Theology and Social Theory: Beyond Secular Reason
by John Milbank
Basil Blackwell, 443 pages, $64.95
John Milbank does not get a very good press in Britain. He is viewed as a young upstart who is breaking the accepted conventions of Christian ethics. His main crime is that he wants to develop the Christendom tradition that many regard as a dead end. The Christendom Group was a movement that played a part in British social thinking during the 1930s and 1940s. Its members argued that secularism was deeply destructive in its cultural effects and that it was necessary to develop a Christian analysis of society that would challenge secular assumptions. In North America such ideas ought to be acceptable”or at least not unfamiliar. Alasdair MacIntyre, among others, has in recent years made respectable this sort of approach to ethical questions. Milbank shares MacIntyre’s approach; his rigorous ethical reflection is based on a careful historical analysis of modern culture.
It is indeed one of the unnoticed achievements of Alasdair MacIntyre’s After Virtue that it rehabilitated a tradition of ethical reflection that had gone out of fashion. His work has stimulated a lively conversation and debate, with substantial contributions coming from scholars like Jeffrey Stout and Stanley Hauerwas. But prior to Milbank, there had been nothing of equal substance from Britain.
Milbank’s project is ambitious. He wants to be nothing less than a postmodern Christian traditionalist. He is postmodern in that he rejects the realist claim that traditions are in the business of making coherent sense of the world and that certain traditions do this better than others. Instead he believes that we must accept that we are trapped within our culturally determined traditions, with no way of knowing which tradition best describes the world. This postmodern historicism dominates most of Milbank’s discussion.

§ ROWS:

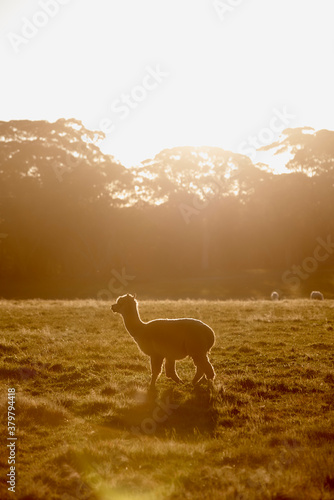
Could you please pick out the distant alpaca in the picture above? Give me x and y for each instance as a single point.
(169, 339)
(315, 295)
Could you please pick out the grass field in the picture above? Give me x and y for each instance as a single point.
(87, 428)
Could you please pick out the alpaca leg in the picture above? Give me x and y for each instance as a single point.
(171, 371)
(203, 367)
(208, 369)
(200, 369)
(156, 364)
(199, 374)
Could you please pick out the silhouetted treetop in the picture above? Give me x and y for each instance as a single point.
(61, 158)
(203, 172)
(312, 152)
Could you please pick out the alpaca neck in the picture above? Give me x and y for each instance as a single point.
(132, 321)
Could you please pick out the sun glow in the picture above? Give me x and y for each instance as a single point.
(207, 86)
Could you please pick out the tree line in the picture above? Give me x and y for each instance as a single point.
(70, 214)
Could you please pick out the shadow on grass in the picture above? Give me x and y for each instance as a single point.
(180, 412)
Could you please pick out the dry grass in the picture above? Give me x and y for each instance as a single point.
(88, 429)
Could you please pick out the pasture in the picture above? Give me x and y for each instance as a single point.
(87, 427)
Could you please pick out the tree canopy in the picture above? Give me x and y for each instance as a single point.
(70, 213)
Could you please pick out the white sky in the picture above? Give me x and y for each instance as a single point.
(227, 73)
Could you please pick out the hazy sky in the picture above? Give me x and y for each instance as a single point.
(156, 74)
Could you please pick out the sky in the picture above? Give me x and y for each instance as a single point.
(156, 74)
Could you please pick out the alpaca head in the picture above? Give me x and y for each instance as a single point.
(124, 304)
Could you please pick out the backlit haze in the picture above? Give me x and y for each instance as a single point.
(156, 74)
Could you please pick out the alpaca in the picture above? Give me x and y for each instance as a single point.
(315, 295)
(169, 339)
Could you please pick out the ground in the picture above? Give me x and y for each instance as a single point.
(87, 427)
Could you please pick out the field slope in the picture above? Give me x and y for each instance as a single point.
(87, 428)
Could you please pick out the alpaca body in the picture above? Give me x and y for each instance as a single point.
(169, 339)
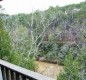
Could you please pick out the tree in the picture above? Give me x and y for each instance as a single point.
(5, 43)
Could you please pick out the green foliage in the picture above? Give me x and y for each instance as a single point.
(5, 43)
(26, 62)
(74, 69)
(71, 69)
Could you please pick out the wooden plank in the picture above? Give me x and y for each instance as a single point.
(3, 72)
(25, 72)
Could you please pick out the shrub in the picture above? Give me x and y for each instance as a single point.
(5, 43)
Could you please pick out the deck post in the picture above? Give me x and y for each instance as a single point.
(1, 74)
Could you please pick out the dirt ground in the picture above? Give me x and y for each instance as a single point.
(49, 69)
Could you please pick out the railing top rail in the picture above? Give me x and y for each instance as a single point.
(24, 71)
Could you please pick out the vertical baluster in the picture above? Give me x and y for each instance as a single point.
(23, 78)
(3, 72)
(17, 76)
(7, 74)
(12, 75)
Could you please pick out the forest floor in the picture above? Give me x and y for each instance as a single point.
(48, 69)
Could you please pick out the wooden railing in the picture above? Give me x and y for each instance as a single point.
(10, 71)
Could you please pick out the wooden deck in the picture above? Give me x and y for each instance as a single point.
(10, 71)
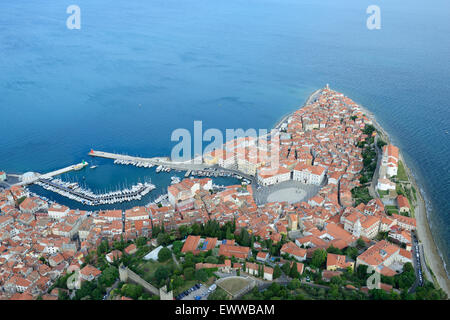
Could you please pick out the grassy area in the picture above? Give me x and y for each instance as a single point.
(187, 284)
(392, 211)
(401, 172)
(361, 195)
(233, 285)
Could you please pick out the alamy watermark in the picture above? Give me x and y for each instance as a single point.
(374, 20)
(258, 147)
(74, 20)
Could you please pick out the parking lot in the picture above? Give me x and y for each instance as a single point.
(190, 294)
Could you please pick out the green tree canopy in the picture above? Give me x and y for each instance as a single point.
(164, 254)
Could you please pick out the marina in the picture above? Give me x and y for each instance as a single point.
(85, 196)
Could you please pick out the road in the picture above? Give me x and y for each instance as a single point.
(417, 263)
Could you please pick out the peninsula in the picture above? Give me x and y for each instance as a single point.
(327, 200)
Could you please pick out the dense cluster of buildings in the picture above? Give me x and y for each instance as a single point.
(40, 241)
(388, 168)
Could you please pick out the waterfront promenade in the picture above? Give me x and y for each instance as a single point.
(49, 175)
(433, 259)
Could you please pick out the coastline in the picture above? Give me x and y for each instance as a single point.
(433, 258)
(286, 116)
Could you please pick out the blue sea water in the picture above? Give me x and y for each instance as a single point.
(138, 69)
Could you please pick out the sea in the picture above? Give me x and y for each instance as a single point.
(137, 70)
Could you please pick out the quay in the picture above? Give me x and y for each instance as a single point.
(163, 161)
(188, 166)
(31, 178)
(89, 198)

§ BRIEF A:
Answer these from the book review:
(i) In which decades did the Christendom Group play a part in British social thinking?
(ii) Which two scholars are named as substantial contributors to the debate that After Virtue stimulated?
(iii) What does the review say Milbank wants to be?
§ BRIEF B: From the book review, set down the passage starting at "It is indeed" and ending at "substance from Britain.".
§ BRIEF C: Resume the review of Milbank's book from where it stops.

§ WRITTEN REPLY A:
(i) The 1930s and 1940s.
(ii) Jeffrey Stout and Stanley Hauerwas.
(iii) A postmodern Christian traditionalist.

§ WRITTEN REPLY B:
It is indeed one of the unnoticed achievements of Alasdair MacIntyre’s After Virtue that it rehabilitated a tradition of ethical reflection that had gone out of fashion. His work has stimulated a lively conversation and debate, with substantial contributions coming from scholars like Jeffrey Stout and Stanley Hauerwas. But prior to Milbank, there had been nothing of equal substance from Britain.

§ WRITTEN REPLY C:
In Milbank’s approach to ethics, there are only different narratives with different political implications. He employs his historicism to argue that secular liberal modernity is simply a “theological faith” resting on an “ontology of violence,” by which he means “a reading of the world which assumes the priority of force and tells how this force is best managed and confined by counterforces.” Modernity assumes that society is made up of isolated individuals needing to be controlled. But this assumption, Milbank insists, is a theological judgment about human nature that is neither more nor less “justified” than any other theological judgment. Secular modernity is not, as it supposes itself to be, an understanding of reality objectively superior to earlier understandings; it is rather a narrative highly damaging in its effects resting on assumptions no more legitimate or illegitimate than those of a Christian narrative.
Having dealt with the underlying assumptions of modernity, Milbank moves on to the great post-Enlightenment worldview (or—as he prefers—meta-narrative) of Marxism. The Hegelian-Marxist tradition, in Milbank’s view, rightly exposes the violent nature of capitalism, but it is itself still trapped in the assumptions of “secular reason.” This one-sided critique by Marxists of capitalism needs to be criticized by Christian socialists, whose tradition can challenge the assumptions of modernity. Any theology that bases itself on Marxist analysis will be working with secular assumptions; thus liberation theology “has been simply another effort to reinterpret Christianity in terms of the dominant secular discourse of our day.”
In the last section of the book, Milbank confronts the postmodernist abyss of nihilism. In a superb critique of Nietzsche, he illustrates that at root the most likely political expression of a nihilistic critique will be fascist. If there are only different ways of looking at the world, then the strongest will be the one to prevail. But while Milbank wants to reject nihilism, he does not want to opt for the critical realism of MacIntyre. Milbank finds MacIntyre’s position untenable: “MacIntyre, of course, wants to argue against this stoic-liberal-nihilist tendency, which is secular reason. My case is rather that it is only mythos, and therefore cannot be refuted, but only out-narrated, if we persuade people—for reasons of ‘literary taste’—that Christianity offers a much better story.”
How does Milbank suppose that he can be genuinely postmodern and yet a traditional Christian? How can one be historicist without being nihilist? Milbank’s proposal is ingenious. It is true, he says, that all we have is a range of different traditions, and decisions between traditions cannot be made on some “tradition-transcendent grounds.” Yet it is possible that one of these traditions might in fact be the truth. This is what the Christian narrative claims to be: It is a meta-discourse that can and should embrace all human life and activity. So in a brilliant ironic move, Milbank turns out to be antirealist about everything except God.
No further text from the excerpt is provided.